WORK TASK
Return, exactly and with nothing added, the line with "Target: man's face" together with all lines after it through the end of the data below. No pictures belong in the copy.

----- RECORDS SHOWN -----

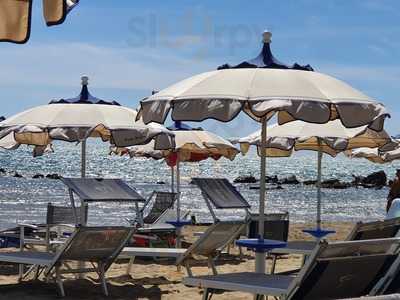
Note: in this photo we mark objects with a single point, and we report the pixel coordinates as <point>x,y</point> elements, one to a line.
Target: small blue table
<point>179,224</point>
<point>318,233</point>
<point>260,245</point>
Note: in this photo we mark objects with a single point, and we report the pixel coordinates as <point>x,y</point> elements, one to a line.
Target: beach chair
<point>163,201</point>
<point>276,226</point>
<point>96,245</point>
<point>333,271</point>
<point>215,238</point>
<point>60,223</point>
<point>361,231</point>
<point>221,194</point>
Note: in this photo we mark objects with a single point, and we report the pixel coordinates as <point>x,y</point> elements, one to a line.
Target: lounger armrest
<point>32,226</point>
<point>68,226</point>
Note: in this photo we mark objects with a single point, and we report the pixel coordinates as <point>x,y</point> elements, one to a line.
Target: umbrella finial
<point>267,36</point>
<point>85,80</point>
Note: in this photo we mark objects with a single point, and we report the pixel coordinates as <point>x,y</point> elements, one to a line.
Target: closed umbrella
<point>263,88</point>
<point>330,138</point>
<point>76,119</point>
<point>16,15</point>
<point>190,146</point>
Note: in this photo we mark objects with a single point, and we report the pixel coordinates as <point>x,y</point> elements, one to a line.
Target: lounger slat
<point>129,252</point>
<point>29,258</point>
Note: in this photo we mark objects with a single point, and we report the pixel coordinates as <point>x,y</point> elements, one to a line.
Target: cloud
<point>62,65</point>
<point>384,74</point>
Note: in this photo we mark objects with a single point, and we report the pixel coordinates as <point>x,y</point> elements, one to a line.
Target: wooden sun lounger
<point>97,245</point>
<point>333,271</point>
<point>209,244</point>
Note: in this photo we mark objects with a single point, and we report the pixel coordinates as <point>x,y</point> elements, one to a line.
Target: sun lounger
<point>208,245</point>
<point>333,271</point>
<point>221,194</point>
<point>361,231</point>
<point>59,220</point>
<point>96,245</point>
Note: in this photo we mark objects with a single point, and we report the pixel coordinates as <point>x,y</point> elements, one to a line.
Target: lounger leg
<point>130,264</point>
<point>59,282</point>
<point>207,294</point>
<point>303,261</point>
<point>102,275</point>
<point>211,264</point>
<point>273,263</point>
<point>188,269</point>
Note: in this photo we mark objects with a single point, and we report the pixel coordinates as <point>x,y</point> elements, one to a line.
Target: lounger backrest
<point>276,226</point>
<point>95,244</point>
<point>375,230</point>
<point>344,270</point>
<point>64,214</point>
<point>221,193</point>
<point>214,238</point>
<point>162,202</point>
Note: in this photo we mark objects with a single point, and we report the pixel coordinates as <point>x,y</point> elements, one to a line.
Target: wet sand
<point>151,279</point>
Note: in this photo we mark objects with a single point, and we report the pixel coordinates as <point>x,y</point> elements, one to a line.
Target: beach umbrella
<point>191,145</point>
<point>330,138</point>
<point>75,120</point>
<point>15,17</point>
<point>262,88</point>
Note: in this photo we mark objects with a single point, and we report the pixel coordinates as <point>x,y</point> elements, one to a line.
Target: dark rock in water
<point>330,182</point>
<point>335,184</point>
<point>373,180</point>
<point>53,176</point>
<point>245,179</point>
<point>272,179</point>
<point>289,180</point>
<point>38,176</point>
<point>256,187</point>
<point>309,182</point>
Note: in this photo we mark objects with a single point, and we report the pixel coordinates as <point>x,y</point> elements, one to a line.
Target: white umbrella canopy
<point>76,119</point>
<point>262,88</point>
<point>312,97</point>
<point>190,146</point>
<point>330,138</point>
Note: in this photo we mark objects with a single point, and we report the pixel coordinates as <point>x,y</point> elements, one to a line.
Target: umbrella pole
<point>260,256</point>
<point>178,203</point>
<point>319,184</point>
<point>81,265</point>
<point>83,159</point>
<point>172,180</point>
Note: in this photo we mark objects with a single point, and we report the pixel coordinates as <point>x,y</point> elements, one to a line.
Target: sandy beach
<point>150,279</point>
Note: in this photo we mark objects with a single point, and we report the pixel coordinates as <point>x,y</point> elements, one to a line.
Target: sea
<point>25,199</point>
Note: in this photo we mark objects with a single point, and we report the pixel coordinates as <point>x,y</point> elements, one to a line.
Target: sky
<point>129,48</point>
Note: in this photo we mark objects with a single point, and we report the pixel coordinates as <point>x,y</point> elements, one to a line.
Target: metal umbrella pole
<point>83,159</point>
<point>319,184</point>
<point>260,256</point>
<point>178,204</point>
<point>172,179</point>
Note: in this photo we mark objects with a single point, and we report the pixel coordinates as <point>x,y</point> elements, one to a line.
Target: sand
<point>150,279</point>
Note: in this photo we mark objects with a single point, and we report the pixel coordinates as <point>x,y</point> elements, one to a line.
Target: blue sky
<point>130,48</point>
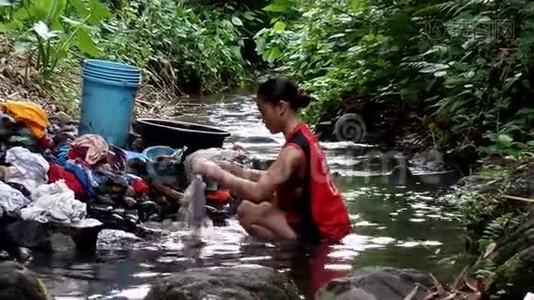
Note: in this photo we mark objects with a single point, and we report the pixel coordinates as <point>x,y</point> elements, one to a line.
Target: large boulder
<point>19,283</point>
<point>378,283</point>
<point>241,282</point>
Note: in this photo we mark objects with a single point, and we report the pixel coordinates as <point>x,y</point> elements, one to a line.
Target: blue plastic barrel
<point>107,108</point>
<point>112,66</point>
<point>112,77</point>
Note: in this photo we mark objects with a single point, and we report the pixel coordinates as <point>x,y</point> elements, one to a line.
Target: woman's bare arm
<point>287,162</point>
<point>237,170</point>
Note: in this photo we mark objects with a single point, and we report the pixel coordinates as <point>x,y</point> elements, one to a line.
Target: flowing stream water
<point>399,223</point>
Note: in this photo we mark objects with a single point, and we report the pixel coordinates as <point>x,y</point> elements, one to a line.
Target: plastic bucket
<point>110,72</point>
<point>107,109</point>
<point>100,75</point>
<point>111,66</point>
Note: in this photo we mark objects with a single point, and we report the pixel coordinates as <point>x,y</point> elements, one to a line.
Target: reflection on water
<point>395,223</point>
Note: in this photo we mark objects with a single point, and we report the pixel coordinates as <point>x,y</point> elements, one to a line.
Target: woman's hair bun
<point>303,99</point>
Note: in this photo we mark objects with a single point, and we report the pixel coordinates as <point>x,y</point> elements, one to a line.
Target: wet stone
<point>18,282</point>
<point>104,200</point>
<point>246,282</point>
<point>129,202</point>
<point>378,283</point>
<point>149,207</point>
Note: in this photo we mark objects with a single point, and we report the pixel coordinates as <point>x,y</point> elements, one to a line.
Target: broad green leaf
<point>357,5</point>
<point>55,8</point>
<point>237,52</point>
<point>98,12</point>
<point>86,43</point>
<point>505,139</point>
<point>279,26</point>
<point>249,15</point>
<point>71,21</point>
<point>21,14</point>
<point>337,35</point>
<point>43,31</point>
<point>274,54</point>
<point>279,6</point>
<point>9,27</point>
<point>237,21</point>
<point>80,6</point>
<point>38,10</point>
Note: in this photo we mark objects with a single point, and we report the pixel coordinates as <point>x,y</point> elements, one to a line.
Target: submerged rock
<point>241,282</point>
<point>514,258</point>
<point>378,283</point>
<point>19,283</point>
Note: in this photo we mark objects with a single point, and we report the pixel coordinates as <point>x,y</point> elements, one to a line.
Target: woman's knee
<point>248,212</point>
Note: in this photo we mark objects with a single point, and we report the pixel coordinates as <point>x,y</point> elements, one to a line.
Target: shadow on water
<point>400,223</point>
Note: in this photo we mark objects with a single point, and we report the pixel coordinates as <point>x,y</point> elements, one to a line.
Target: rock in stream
<point>240,282</point>
<point>378,283</point>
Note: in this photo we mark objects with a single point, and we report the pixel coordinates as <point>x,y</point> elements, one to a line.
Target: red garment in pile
<point>57,172</point>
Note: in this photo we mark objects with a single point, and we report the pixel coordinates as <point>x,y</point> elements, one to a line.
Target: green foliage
<point>181,45</point>
<point>51,28</point>
<point>463,65</point>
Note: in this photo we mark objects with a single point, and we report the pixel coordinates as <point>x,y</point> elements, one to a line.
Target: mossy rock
<point>515,277</point>
<point>19,283</point>
<point>239,283</point>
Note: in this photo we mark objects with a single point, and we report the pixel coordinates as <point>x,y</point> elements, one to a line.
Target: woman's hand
<point>207,168</point>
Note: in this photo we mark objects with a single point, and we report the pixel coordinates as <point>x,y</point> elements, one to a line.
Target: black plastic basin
<point>178,134</point>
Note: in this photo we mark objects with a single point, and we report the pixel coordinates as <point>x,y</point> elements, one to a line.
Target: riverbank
<point>497,204</point>
<point>399,126</point>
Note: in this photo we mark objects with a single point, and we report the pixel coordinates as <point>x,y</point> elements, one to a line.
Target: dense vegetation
<point>463,66</point>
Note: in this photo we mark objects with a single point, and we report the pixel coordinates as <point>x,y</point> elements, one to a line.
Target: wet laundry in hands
<point>11,200</point>
<point>54,202</point>
<point>27,168</point>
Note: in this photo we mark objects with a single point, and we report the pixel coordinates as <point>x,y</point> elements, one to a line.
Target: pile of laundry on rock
<point>50,173</point>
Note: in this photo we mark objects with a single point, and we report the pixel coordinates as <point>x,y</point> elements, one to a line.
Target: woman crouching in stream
<point>295,198</point>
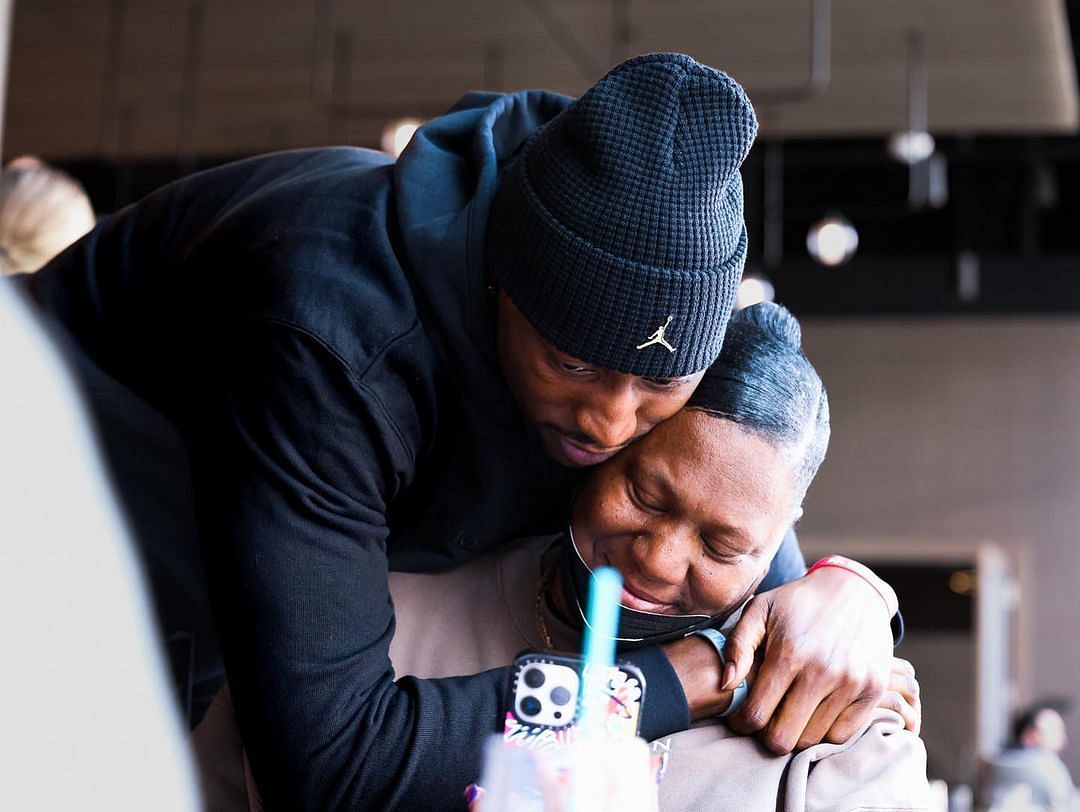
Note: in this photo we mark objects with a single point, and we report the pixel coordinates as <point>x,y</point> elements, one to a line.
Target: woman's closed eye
<point>720,550</point>
<point>645,500</point>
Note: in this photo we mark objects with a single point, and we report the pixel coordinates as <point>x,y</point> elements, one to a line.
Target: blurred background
<point>913,198</point>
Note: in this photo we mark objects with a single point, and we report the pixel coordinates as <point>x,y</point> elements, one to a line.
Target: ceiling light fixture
<point>833,240</point>
<point>397,134</point>
<point>753,291</point>
<point>915,144</point>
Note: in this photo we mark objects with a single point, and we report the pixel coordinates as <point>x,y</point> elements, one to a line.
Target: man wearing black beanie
<point>378,364</point>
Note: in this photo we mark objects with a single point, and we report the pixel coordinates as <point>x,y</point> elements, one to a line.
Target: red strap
<point>891,604</point>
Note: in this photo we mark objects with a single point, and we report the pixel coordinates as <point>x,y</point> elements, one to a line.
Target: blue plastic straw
<point>602,624</point>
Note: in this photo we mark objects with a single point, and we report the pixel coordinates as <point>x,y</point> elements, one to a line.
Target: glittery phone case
<point>544,700</point>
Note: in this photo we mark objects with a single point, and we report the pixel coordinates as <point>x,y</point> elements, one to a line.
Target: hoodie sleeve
<point>297,482</point>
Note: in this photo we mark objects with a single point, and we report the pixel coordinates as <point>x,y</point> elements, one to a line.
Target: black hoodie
<point>319,326</point>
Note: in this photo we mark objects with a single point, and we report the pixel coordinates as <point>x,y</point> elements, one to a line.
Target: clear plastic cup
<point>590,774</point>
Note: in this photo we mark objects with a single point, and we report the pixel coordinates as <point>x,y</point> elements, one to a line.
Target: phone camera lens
<point>559,694</point>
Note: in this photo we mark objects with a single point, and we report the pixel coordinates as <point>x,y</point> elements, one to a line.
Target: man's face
<point>583,414</point>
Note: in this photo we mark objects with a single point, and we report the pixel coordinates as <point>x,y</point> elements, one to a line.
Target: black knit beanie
<point>619,230</point>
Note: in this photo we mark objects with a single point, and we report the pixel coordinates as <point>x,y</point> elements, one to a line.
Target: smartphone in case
<point>547,691</point>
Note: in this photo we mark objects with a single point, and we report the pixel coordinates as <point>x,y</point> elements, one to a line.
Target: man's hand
<point>825,663</point>
<point>903,694</point>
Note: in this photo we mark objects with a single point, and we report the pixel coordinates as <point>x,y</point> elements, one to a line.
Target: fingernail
<point>729,677</point>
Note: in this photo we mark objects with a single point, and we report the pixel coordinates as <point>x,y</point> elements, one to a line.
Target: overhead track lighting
<point>833,240</point>
<point>397,134</point>
<point>914,145</point>
<point>754,289</point>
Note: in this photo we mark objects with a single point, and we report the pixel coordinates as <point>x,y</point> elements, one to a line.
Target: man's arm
<point>294,491</point>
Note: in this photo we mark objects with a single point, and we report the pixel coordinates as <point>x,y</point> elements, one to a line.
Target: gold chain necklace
<point>545,578</point>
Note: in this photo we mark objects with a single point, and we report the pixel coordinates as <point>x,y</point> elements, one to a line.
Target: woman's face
<point>690,515</point>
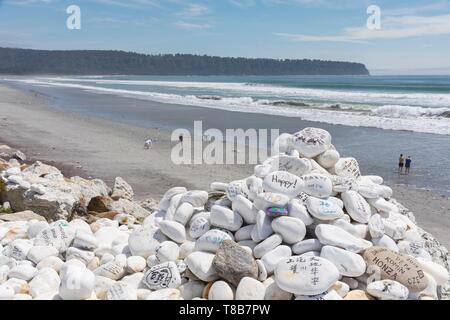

-----

EXPECTED ANSWER
Target: man's face
<point>583,414</point>
Note: in this photo we mark objects with a single point, and we report the pixel coordinates as <point>x,y</point> elements, one to a line.
Target: black knit beanie
<point>619,230</point>
Note: in this photo we mark objects with a single point, and we report the pixel coordinates as <point>x,y</point> elements, one to a line.
Target: smartphone in case
<point>547,691</point>
Note: in this photo we mark objects with a single point, and we report the pixel coordinates as <point>x,y</point> elements, one to a line.
Target: man's hand
<point>825,663</point>
<point>903,694</point>
Note: in this photo we mark objects with a single point, and we report the pixel coordinates as <point>x,y</point> elements, one to a line.
Target: fingernail
<point>729,677</point>
Note: in this photo we mark objects with a single point, and we report the pixel coordinates as <point>x,y</point> elements, one to a line.
Target: overhead track lighting
<point>833,240</point>
<point>397,134</point>
<point>914,145</point>
<point>754,289</point>
Note: in this photo we mark objects with a single point, and we report the pixel coordinates as <point>x,y</point> elements, one to a line.
Target: man's arm
<point>294,491</point>
Note: in this photo we mark objects with a single point, and we report the pixel coordinates as <point>x,y</point> elements, one to a line.
Target: gold chain necklace
<point>545,578</point>
Note: in this photo we mark objects with a single point, and we report the pixel coordinates as <point>x,y</point> elements, one to a line.
Target: woman's face
<point>690,515</point>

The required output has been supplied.